- List of tasks:
1: For the SQL thread on splitting one column into several, state whether each of the following statements agrees with the thread: (a) the asker has already tried STRING_SPLIT together with Cross Apply without reaching the desired result; (b) the JSON option is offered for every version of SQL Server; (c) the XML option's query reads from a table named YourTable. Answer each with yes or no and quote the deciding words of the thread.
2: Pick up the SQL thread on splitting one column into several right after its last line, and continue it in the same manner.

[Start Passage shown]

Migrate a Column into Multiple Columns - sql

I have a table with the following columns 'ID, LIST_OF_VALUES'.
Example data is:
ID| LIST_OF_VALUES
--+----------------------------
1 | firstval-secondval-thirdval
2 | val1-val2
3 | val10-val20-val30
4 | singleval
I would like to select the data like this:
ID| VAL1 | VAL2 | VAL3
--+----------+-----------+-------
1 | firstval | secondval | thirdval
2 | val1 | val2 | NULL
3 | val10 | val20 | val30
4 | singlval | NULL | NULL
I am aware of the STRING_SPLIT function. I have tried using it in various ways with Cross Apply, but I can't seem to get the result I want.
I know I can do this using a mess of SUBSTR/INDEX, but I am just curious if STRING_SPLIT offers a more elegant solution.

Just another option
Example of XML Option
Select A.ID
,Val1 = tmpXML.value('/x[1]','varchar(100)')
,Val2 = tmpXML.value('/x[2]','varchar(100)')
,Val3 = tmpXML.value('/x[3]','varchar(100)')
from YourTable A
Cross Apply ( values ( Cast('<x>' + replace([LIST_OF_VALUES],'-','</x><x>')+'</x>' as xml) ) ) B(tmpXML)
Returns
ID Val1 Val2 Val3
1 firstval secondval thirdval
2 val1 val2 NULL
3 val10 val20 val30
4 singleval NULL NULL
Example of JSON Option - as suggested by #PanagiotisKanavos if 2016+
Select A.ID
,Val1 = JSON_VALUE(S,'$[0]')
,Val2 = JSON_VALUE(S,'$[1]')
,Val3 = JSON_VALUE(S,'$[2]')
from #YourTable A
Cross Apply ( values ( '["'+replace(replace([LIST_OF_VALUES],'"','\"'),'-','","')+'"]' ) ) B(S)

[End Passage shown]
[Start Material]

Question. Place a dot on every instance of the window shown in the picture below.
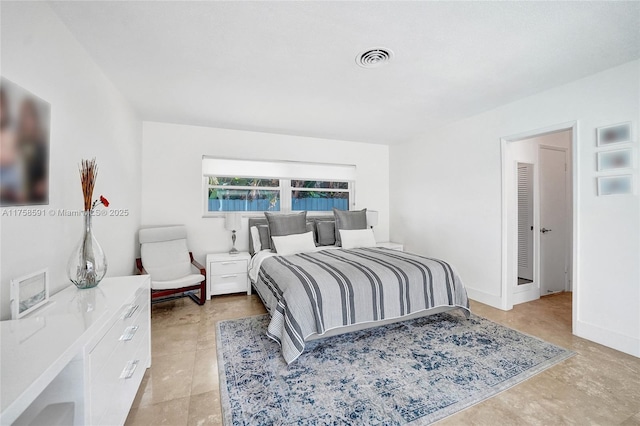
(316, 195)
(259, 186)
(243, 194)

[End Material]

- Task-by-task answers:
1:
(a) Yes: "I have tried using it in various ways with Cross Apply, but I can't seem to get the result I want."
(b) No: "Example of JSON Option - as suggested by #PanagiotisKanavos if 2016+"
(c) Yes: "from YourTable A"

2:
Assuming you don't have duplicates, you can use it . . . but it is not trivial:
select t.*, s.*
from t cross apply
(select max(case when seqnum = 1 then value end) as val1,
max(case when seqnum = 2 then value end) as val2,
max(case when seqnum = 3 then value end) as val3
from (select s.value,
row_number() over (order by charindex('-' + value + '-', '-' + t.list_of_values + '-') as seqnum
from string_split(t.list_of_values, '-') s
) s
) s;
Unfortunately, string_split() doesn't provide the ordering. This recreates it using charindex().

One simple and very efficient and scalable way would be to use an ordinal splitter such as dbo.DelimitedSplit8K (or dbo.DelimitedSplitN4K (for nchar/nvarchar). Then the query would be something like this
dbo.DelimitedSplit8K tvf
CREATE FUNCTION dbo.DelimitedSplit8K
--===== Define I/O parameters
(#pString VARCHAR(8000), #pDelimiter CHAR(1))
--WARNING!!! DO NOT USE MAX DATA-TYPES HERE! IT WILL KILL PERFORMANCE!
RETURNS TABLE WITH SCHEMABINDING AS
RETURN
--===== "Inline" CTE Driven "Tally Table" produces values from 1 up to 10,000...
-- enough to cover VARCHAR(8000)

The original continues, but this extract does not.